GIVEN INFORMATION:
>>>

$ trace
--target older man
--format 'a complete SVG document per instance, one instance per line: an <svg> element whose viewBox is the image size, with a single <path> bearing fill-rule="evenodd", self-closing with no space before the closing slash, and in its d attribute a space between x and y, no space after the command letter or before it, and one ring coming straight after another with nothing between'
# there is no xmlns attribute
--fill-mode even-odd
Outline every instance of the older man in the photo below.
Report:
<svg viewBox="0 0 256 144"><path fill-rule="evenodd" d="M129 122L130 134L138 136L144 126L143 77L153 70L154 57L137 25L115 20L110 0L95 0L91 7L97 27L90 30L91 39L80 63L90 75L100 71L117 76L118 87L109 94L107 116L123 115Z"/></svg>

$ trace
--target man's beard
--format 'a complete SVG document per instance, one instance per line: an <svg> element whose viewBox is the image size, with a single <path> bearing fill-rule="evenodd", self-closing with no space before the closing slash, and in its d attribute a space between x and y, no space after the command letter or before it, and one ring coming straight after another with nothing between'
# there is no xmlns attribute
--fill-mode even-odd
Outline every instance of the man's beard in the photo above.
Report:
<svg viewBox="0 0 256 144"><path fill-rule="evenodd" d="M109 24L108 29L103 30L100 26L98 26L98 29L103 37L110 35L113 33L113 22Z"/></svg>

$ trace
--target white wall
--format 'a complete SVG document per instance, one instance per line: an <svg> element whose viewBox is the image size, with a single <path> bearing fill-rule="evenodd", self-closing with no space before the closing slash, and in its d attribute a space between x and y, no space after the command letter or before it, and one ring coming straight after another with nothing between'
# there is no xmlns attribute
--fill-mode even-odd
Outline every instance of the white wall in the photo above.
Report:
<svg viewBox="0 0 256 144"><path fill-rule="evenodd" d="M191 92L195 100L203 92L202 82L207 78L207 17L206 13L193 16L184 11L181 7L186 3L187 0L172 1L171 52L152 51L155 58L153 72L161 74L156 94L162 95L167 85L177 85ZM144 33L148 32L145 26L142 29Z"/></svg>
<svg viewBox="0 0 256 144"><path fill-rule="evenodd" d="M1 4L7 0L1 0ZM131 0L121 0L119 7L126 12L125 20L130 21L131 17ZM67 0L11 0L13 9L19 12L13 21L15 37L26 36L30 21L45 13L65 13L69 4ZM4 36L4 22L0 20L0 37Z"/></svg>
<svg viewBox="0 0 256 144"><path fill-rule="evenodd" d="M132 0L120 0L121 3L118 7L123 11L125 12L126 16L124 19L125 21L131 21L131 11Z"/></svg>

<<<

EXERCISE PROMPT: Copy the records above exactly as they appear.

RESPONSE TO THIS TASK:
$ trace
--target older man
--format 'a complete SVG document per instance, one instance per line: an <svg> element whose viewBox is the image size, with a single <path> bearing fill-rule="evenodd", self-closing with no space before the closing slash, and in its d attribute a space between x and y, no space after the command letter or before it, and one ring coming straight after another with nothing between'
# there is no xmlns attribute
--fill-mode even-odd
Outline every instance of the older man in the photo below.
Report:
<svg viewBox="0 0 256 144"><path fill-rule="evenodd" d="M129 122L130 134L138 136L144 126L143 77L153 70L154 57L137 25L115 20L110 0L95 0L91 7L97 27L90 30L91 39L80 63L90 75L100 71L117 76L118 87L109 94L107 116L123 115Z"/></svg>

$ trace
--target man's beard
--format 'a complete SVG document per instance, one instance per line: an <svg> element whose viewBox is the image size, with a single <path> bearing fill-rule="evenodd", self-closing with no space before the closing slash, and in its d attribute a space between x and y, no space after the command letter or before it, and one ring coming straight after another with nothing between'
# there is no xmlns attribute
--fill-mode even-odd
Outline every instance of the man's beard in the photo above.
Report:
<svg viewBox="0 0 256 144"><path fill-rule="evenodd" d="M109 24L108 29L103 30L100 26L98 26L98 29L103 37L110 35L113 33L113 22Z"/></svg>

$ trace
--target white wall
--format 'a complete SVG document per instance, one instance per line: an <svg> element whose viewBox is the image size, with a single <path> bearing fill-rule="evenodd", self-closing with no space before the closing slash, and in its d attribute a space between x and y, no space after the command letter or before it, and one ring coming straight after another with nothing between'
# there is no xmlns attribute
--fill-mode even-odd
Outline every instance of the white wall in the photo above.
Report:
<svg viewBox="0 0 256 144"><path fill-rule="evenodd" d="M191 92L195 100L203 92L202 82L207 78L207 17L206 13L193 16L184 11L181 7L186 3L187 0L172 1L171 52L152 51L155 58L153 72L161 74L156 94L162 95L167 85L177 85ZM144 33L148 32L145 26L142 29Z"/></svg>
<svg viewBox="0 0 256 144"><path fill-rule="evenodd" d="M1 4L7 0L1 0ZM131 0L121 0L119 7L126 12L125 20L130 21L131 17ZM67 0L11 0L13 9L19 12L13 21L15 37L26 36L30 21L45 13L65 13L69 4ZM4 36L4 22L0 20L0 37Z"/></svg>
<svg viewBox="0 0 256 144"><path fill-rule="evenodd" d="M132 0L120 0L121 3L118 7L123 11L125 12L126 16L124 19L125 21L131 21L131 11Z"/></svg>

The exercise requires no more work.